I no longer can actually use my laptop as such because the stupid battery (that I just replaced in July) won’t charge. So, now I have to have it plugged-in. To electric. And, my other computer sounds like it is going to die. But, I have these ridiculous bills to pay instead of investing in new equipment so I can work more efficiently.
The USPS (here) will not deliver my packages. I fixed the falling-down mailbox when I got here. New, huge, cedar post in the ground, huge mailbox cemented to it. I signed a paper giving instructions as to where to leave packages if I was not in. That wasn’t good enough. I put a huge receptacle at the gate for packages that won’t fit the huge, giant mailbox. I wrote a note. That’s not good enough. They still leave me notes saying “Sorry we missed you, pick up your package at the post office. Tomorrow.” Of course tomorrow, or maybe Monday because they are already closed by the time they get around to delivering the mail except I am standing right there in the driveway 10 yards from them when they put such a note in the mailbox. They act like they don’t see me standing there waving. In my orange rabbit-fur or Stormy Kromer hat. Really, how could you miss me? They just don’t even put the packages in the vehicle! They can’t even bring me my packages. The USPS. I could say something not-so-nice like, no wonder they are going out of business, but I better not. I know it isn’t this way with every mail delivery person because I had the greatest mail lady on the planet in PA. I miss you Sherry! I appreciate you Sherry!
I’d just cool-off and watch a movie or something except I pay $99 a month for Internet that takes 22 hours to download one. Or takes 6 hours to watch a 1.5 hour movie if I stream it. But, that’s only even possible to do if I am not working (on the computer at the same time), which I always am (working… on the computer…because that’s what my paying job is.). And it is so unbelievably irritating to watch bits and pieces of a movie streaming that way that I just go out of my mind and give up.
I would go cool off by trying cross-country skiing or hiking into a frozen lake on snowshoes to ice fish for my dinner, but it was 42°F here today and there is no snow. Probably because I am contributing so much to global warming by running two computers by electricity. While working. While burning wood in the wood stove and cooking the meat I harvested over my dogs or with my bow. While working. Because I have huge electric, insurance, cell phone, and internet bills to pay.

════════════════════

**Exercise task 1**
Substitute "brick pillar" for "stone column" throughout the records, and write the records out again with everything else unchanged.
The post and the records come from unrelated sources.

════════════════════

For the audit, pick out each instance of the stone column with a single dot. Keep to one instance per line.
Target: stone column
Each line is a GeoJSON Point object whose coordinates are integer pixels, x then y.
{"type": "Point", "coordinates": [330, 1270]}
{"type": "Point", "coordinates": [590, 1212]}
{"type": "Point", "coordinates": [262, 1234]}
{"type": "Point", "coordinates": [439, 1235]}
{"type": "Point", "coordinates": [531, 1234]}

════════════════════

**Exercise task 2**
From the post, output the passage starting with "I’d just cool-off" and going on through "and give up.".

**Task response 1**
For the audit, pick out each instance of the brick pillar with a single dot. Keep to one instance per line.
Target: brick pillar
Each line is a GeoJSON Point object whose coordinates are integer pixels, x then y.
{"type": "Point", "coordinates": [330, 1270]}
{"type": "Point", "coordinates": [590, 1212]}
{"type": "Point", "coordinates": [262, 1234]}
{"type": "Point", "coordinates": [439, 1235]}
{"type": "Point", "coordinates": [531, 1234]}

**Task response 2**
I’d just cool-off and watch a movie or something except I pay $99 a month for Internet that takes 22 hours to download one. Or takes 6 hours to watch a 1.5 hour movie if I stream it. But, that’s only even possible to do if I am not working (on the computer at the same time), which I always am (working… on the computer…because that’s what my paying job is.). And it is so unbelievably irritating to watch bits and pieces of a movie streaming that way that I just go out of my mind and give up.